— Passage fourni —
# # # #

Pour ceux qui s’inquiètent de la présence de tiques, créez une bordure de paillis ou de gravier faisant un mètre de large, entre votre propriété et les zones boisées qui les entourent. Certains suggèrent une bordure de trois mètres ou plus, lorsque c’est possible. Plus d’information ici.
Évitez l’usage de pesticides
Je parle bien sûr de produits nocifs pour l’environnement, pas de ceux, tels les nématodes pour les scarabées par exemple, qui n’affecteront pas vos voisins. Je me souviens de la plate-bande de mon père qui faisait face au voisin à la pelouse verdoyante et dont les plantes mourraient mystérieusement chaque année. Non seulement ce n’est pas esthétique, mais ça cause de réels dommages associés à des pertes financières. N’oubliez pas de vous conformer aux lois en vigueur sur l’utilisation des pesticides où vous habitez ou utilisez les services d’un professionnel certifié dans le cas de problèmes avec des espèces envahissantes nuisibles.

# # # #

(Annotations de position)
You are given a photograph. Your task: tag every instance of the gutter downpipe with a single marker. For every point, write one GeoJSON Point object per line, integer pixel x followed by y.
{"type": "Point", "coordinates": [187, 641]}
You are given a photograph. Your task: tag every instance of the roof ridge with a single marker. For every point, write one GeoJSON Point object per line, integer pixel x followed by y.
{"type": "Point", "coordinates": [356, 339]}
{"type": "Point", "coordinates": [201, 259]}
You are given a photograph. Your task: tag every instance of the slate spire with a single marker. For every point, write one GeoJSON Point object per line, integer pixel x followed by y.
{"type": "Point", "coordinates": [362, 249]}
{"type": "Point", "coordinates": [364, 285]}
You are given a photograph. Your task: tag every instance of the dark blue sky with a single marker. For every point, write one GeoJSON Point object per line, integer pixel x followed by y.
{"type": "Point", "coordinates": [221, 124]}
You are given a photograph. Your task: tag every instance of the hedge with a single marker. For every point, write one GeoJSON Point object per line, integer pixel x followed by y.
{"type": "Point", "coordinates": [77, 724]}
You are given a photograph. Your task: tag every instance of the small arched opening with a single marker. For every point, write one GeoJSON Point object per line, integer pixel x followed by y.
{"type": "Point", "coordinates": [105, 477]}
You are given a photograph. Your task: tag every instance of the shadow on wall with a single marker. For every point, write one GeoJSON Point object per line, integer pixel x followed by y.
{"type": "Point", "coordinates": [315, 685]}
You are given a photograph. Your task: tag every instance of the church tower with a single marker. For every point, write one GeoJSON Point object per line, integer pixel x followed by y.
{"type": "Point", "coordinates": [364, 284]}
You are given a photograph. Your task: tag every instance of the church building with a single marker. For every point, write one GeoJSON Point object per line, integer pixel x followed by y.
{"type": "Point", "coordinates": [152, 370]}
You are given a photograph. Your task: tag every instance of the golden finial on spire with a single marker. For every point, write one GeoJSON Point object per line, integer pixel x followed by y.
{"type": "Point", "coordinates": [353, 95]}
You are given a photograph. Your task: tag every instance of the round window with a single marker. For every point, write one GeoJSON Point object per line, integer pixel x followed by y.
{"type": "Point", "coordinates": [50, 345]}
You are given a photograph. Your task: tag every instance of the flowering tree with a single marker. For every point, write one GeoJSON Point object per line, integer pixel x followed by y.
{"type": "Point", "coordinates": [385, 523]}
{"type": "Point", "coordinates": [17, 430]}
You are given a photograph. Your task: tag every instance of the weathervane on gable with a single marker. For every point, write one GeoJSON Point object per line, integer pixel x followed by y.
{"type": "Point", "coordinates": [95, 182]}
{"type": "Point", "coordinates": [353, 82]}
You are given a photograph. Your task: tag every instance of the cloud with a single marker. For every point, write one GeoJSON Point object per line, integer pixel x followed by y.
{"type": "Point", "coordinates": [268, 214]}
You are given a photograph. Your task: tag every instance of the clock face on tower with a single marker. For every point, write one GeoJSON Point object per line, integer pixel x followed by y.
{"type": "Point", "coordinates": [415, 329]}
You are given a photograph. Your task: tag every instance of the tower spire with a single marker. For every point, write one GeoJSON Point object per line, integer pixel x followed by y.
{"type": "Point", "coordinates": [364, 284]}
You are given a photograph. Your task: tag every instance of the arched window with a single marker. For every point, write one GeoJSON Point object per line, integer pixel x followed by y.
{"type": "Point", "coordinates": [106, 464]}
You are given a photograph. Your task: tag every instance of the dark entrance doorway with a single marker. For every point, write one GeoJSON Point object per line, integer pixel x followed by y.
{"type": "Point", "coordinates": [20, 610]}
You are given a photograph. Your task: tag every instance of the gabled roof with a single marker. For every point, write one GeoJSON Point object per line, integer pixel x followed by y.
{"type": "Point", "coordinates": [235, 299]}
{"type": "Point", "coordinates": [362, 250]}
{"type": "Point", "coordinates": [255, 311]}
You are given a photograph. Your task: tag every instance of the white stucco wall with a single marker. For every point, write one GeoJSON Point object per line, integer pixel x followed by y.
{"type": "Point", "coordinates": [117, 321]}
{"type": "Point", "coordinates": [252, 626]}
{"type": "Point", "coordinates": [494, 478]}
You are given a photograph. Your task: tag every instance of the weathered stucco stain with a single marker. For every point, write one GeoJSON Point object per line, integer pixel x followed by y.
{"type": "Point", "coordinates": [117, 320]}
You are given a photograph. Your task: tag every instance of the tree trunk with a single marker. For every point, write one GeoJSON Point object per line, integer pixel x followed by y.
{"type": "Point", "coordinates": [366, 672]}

# # # #

— La consigne —
Dans le texte sur les tiques et les pesticides, quel exemple de produit qui n'affectera pas les voisins est cité ?

— Solution —
Les nématodes pour les scarabées.